▸ **Selected excerpt**

· · · · ·

Zijian Zhang Dec. 10, 2024, 1:20 a.m. UTC
From: Zijian Zhang <zijianzhang@bytedance.com>

When we do sk_psock_verdict_apply->sk_psock_skb_ingress, an sk_msg will
be created out of the skb, and the rmem accounting of the sk_msg will be
handled by the skb.

For skmsgs in __SK_REDIRECT case of tcp_bpf_send_verdict, when redirecting
to the ingress of a socket, although we sk_rmem_schedule and add sk_msg to
the ingress_msg of sk_redir, we do not update sk_rmem_alloc. As a result,
except for the global memory limit, the rmem of sk_redir is nearly
unlimited. Thus, add sk_rmem_alloc related logic to limit the recv buffer.

Since the function sk_msg_recvmsg and __sk_psock_purge_ingress_msg are
used in these two paths. We use "msg->skb" to test whether the sk_msg is
skb backed up. If it's not, we shall do the memory accounting explicitly.

Fixes: 604326b41a6f ("bpf, sockmap: convert to generic sk_msg interface")
Signed-off-by: Zijian Zhang <zijianzhang@bytedance.com>
---
 include/linux/skmsg.h | 11 ++++++++---
 net/core/skmsg.c      |  6 +++++-
 net/ipv4/tcp_bpf.c    |  4 +++-
 3 files changed, 16 insertions(+), 5 deletions(-)
diff mbox series

Patch

diff --git a/include/linux/skmsg.h b/include/linux/skmsg.h
index d9b03e0746e7..2cbe0c22a32f 100644
--- a/include/linux/skmsg.h
+++ b/include/linux/skmsg.h
@@ -317,17 +317,22 @@  static inline void sock_drop(struct sock *sk, struct sk_buff *skb)
 	kfree_skb(skb);
 }
 
-static inline void sk_psock_queue_msg(struct sk_psock *psock,
+static inline bool sk_psock_queue_msg(struct sk_psock *psock,
 				      struct sk_msg *msg)
 {
+	bool ret;
+
 	spin_lock_bh(&psock->ingress_lock);
-	if (sk_psock_test_state(psock, SK_PSOCK_TX_ENABLED))

· · · · ·

From the sockmap patch, print the passage that opens with the words "Since the function" and closes with "memory accounting explicitly.", reproducing it character for character.

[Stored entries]
· · · · ·

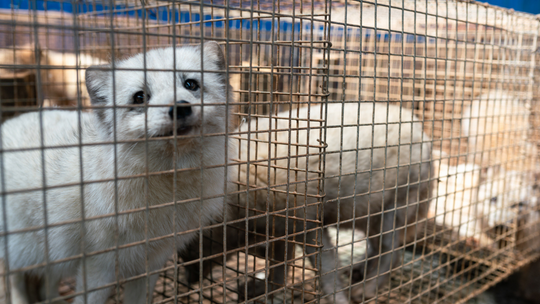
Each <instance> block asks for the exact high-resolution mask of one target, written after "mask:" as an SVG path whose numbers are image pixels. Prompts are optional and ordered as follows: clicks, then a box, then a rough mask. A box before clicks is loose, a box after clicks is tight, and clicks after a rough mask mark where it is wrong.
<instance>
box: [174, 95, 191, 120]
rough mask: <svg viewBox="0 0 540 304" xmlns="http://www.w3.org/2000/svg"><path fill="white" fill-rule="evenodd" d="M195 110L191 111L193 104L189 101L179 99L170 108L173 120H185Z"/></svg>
mask: <svg viewBox="0 0 540 304" xmlns="http://www.w3.org/2000/svg"><path fill="white" fill-rule="evenodd" d="M175 108H176V116H175V114H174V109H175ZM192 112H193V111H191V106H190V104H189V102H187V101H185V100H180V101H177V102H176V104H175V105H174V106H172V107H171V108H170V109H169V116H170V117H171V119H172V120H174V119H175V118H176V120H183V119H186V118H188V117H189V116H190V115H191V114H192Z"/></svg>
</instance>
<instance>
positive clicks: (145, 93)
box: [133, 91, 150, 104]
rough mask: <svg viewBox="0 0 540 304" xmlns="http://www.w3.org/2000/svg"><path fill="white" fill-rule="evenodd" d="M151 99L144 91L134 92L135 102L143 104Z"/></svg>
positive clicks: (133, 100)
mask: <svg viewBox="0 0 540 304" xmlns="http://www.w3.org/2000/svg"><path fill="white" fill-rule="evenodd" d="M145 99H146V100H148V99H150V96H149V95H146V93H144V91H139V92H137V93H135V94H133V104H143V103H144V101H145Z"/></svg>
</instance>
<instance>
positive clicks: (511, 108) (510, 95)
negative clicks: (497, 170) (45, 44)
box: [461, 89, 537, 170]
mask: <svg viewBox="0 0 540 304" xmlns="http://www.w3.org/2000/svg"><path fill="white" fill-rule="evenodd" d="M529 108H530V107H529V106H528V105H527V104H526V103H524V102H523V101H521V100H519V99H518V98H517V97H516V96H513V95H512V94H510V93H507V92H505V91H503V90H499V89H497V90H495V89H494V90H492V91H491V92H490V93H489V94H485V95H482V96H480V97H479V98H478V99H475V100H473V101H472V102H471V104H470V105H469V106H468V107H466V108H465V111H464V113H463V119H462V121H461V132H462V134H463V136H465V137H467V138H468V146H469V147H468V148H469V159H468V161H469V162H471V163H472V162H474V163H478V164H481V165H482V166H484V167H485V166H490V165H501V164H502V165H503V166H504V168H505V169H507V170H515V167H517V166H520V165H521V164H519V163H518V161H519V160H520V159H523V158H525V164H524V167H525V170H528V169H530V165H532V164H533V163H532V162H530V161H531V160H530V157H531V156H535V155H536V154H537V152H536V147H535V145H533V144H531V143H529V142H528V132H529V130H530V124H529V117H530V109H529Z"/></svg>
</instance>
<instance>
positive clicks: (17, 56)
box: [0, 45, 105, 107]
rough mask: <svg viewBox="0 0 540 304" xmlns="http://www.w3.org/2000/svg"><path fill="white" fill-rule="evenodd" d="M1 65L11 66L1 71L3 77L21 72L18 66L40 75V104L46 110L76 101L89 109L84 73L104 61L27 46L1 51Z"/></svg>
mask: <svg viewBox="0 0 540 304" xmlns="http://www.w3.org/2000/svg"><path fill="white" fill-rule="evenodd" d="M36 49H37V51H36ZM0 63H2V64H11V65H14V68H13V69H1V70H0V76H2V77H3V78H7V77H10V76H11V75H13V73H15V72H20V70H21V68H19V67H20V66H27V67H25V68H23V69H22V70H24V71H26V72H28V73H32V74H34V75H38V74H39V76H40V77H39V84H38V87H37V89H38V90H40V92H41V95H38V96H39V97H40V98H41V100H39V102H40V104H42V105H43V106H45V107H51V106H76V105H77V104H78V100H79V98H80V100H81V105H82V106H90V98H89V96H88V91H87V90H86V86H85V81H84V70H85V69H86V68H87V67H89V66H91V65H95V64H105V62H104V61H103V60H101V59H99V58H96V57H93V56H90V55H88V54H84V53H78V54H75V53H68V52H56V51H52V50H47V49H39V48H35V47H33V46H29V45H27V46H23V47H21V48H19V49H2V50H0ZM28 66H35V68H31V67H28Z"/></svg>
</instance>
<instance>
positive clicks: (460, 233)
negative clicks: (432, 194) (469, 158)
mask: <svg viewBox="0 0 540 304" xmlns="http://www.w3.org/2000/svg"><path fill="white" fill-rule="evenodd" d="M434 163H438V166H437V167H438V168H437V169H436V172H437V174H438V181H439V182H438V186H437V194H436V195H437V199H436V200H434V201H433V203H432V204H431V206H430V210H429V215H428V217H429V218H435V222H436V223H437V224H438V225H440V226H443V227H449V228H450V229H452V232H453V234H454V236H453V237H454V238H456V239H460V238H461V239H465V240H466V241H467V242H468V243H469V244H471V245H475V246H478V245H479V246H484V247H489V246H492V245H493V244H494V241H493V239H491V238H490V237H489V236H488V235H487V232H486V231H485V229H484V228H485V225H483V222H482V220H483V219H484V217H483V214H482V213H481V209H480V208H481V207H480V206H479V204H478V202H477V197H478V187H479V185H480V174H481V168H480V166H478V165H475V164H470V163H466V164H460V165H458V166H450V165H448V163H447V162H445V161H434ZM479 209H480V210H479Z"/></svg>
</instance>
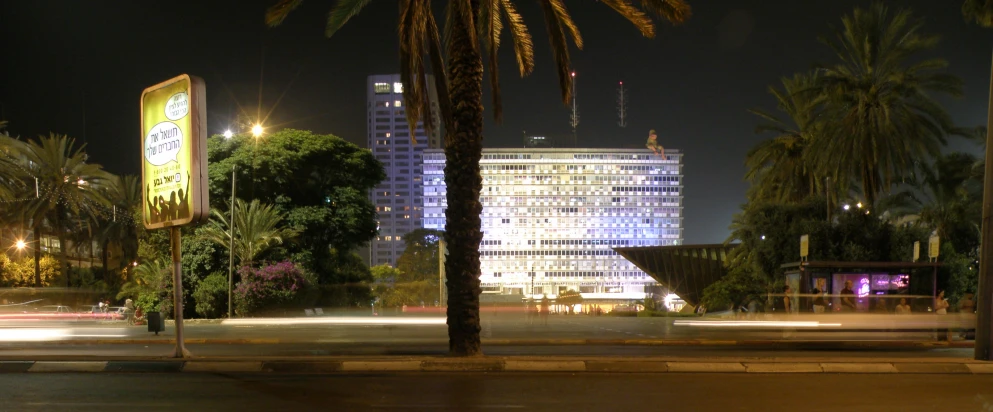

· · · · ·

▸ **Output**
Since the function sk_msg_recvmsg and __sk_psock_purge_ingress_msg are
used in these two paths. We use "msg->skb" to test whether the sk_msg is
skb backed up. If it's not, we shall do the memory accounting explicitly.